> **Request**:
From the items below, pull out the lines word for word, starting at the line that contains "like x=445 y=33." and ending at the line that contains "x=240 y=107", with both of those lines included.

> **Exercise inputs**:
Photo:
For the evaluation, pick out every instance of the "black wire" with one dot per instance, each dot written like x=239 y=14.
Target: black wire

--

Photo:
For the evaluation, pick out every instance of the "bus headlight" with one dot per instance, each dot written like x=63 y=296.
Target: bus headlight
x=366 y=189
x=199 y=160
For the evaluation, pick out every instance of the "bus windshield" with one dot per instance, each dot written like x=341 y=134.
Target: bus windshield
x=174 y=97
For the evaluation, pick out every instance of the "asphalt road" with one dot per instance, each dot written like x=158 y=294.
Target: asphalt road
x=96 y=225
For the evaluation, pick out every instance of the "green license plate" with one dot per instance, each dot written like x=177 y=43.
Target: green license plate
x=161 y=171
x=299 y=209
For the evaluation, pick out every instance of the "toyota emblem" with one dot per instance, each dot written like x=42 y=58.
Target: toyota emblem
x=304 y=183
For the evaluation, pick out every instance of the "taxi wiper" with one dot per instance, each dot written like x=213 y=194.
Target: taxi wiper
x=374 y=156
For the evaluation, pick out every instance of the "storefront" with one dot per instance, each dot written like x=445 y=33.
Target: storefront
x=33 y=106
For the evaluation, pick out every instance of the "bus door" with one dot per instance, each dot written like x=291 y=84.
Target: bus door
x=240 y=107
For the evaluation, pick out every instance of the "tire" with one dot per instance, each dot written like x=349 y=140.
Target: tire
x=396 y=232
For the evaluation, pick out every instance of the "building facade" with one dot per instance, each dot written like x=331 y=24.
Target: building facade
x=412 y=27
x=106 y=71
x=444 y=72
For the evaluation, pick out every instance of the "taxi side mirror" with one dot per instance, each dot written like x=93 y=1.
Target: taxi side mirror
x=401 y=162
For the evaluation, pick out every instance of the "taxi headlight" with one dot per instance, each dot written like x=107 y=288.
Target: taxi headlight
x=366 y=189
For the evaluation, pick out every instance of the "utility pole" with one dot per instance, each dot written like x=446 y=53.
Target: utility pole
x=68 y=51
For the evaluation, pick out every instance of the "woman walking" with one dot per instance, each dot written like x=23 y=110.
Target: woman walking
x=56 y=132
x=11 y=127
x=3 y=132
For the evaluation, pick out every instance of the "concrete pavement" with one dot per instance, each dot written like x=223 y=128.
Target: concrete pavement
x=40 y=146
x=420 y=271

> **Response**:
For the evaluation, pick out every instance of the "storefront" with one dot per instance, each dot written like x=445 y=33.
Target: storefront
x=33 y=106
For the evaluation, pick out every instance of the "bus door" with one dot per instance, each dot written like x=291 y=84.
Target: bus door
x=240 y=107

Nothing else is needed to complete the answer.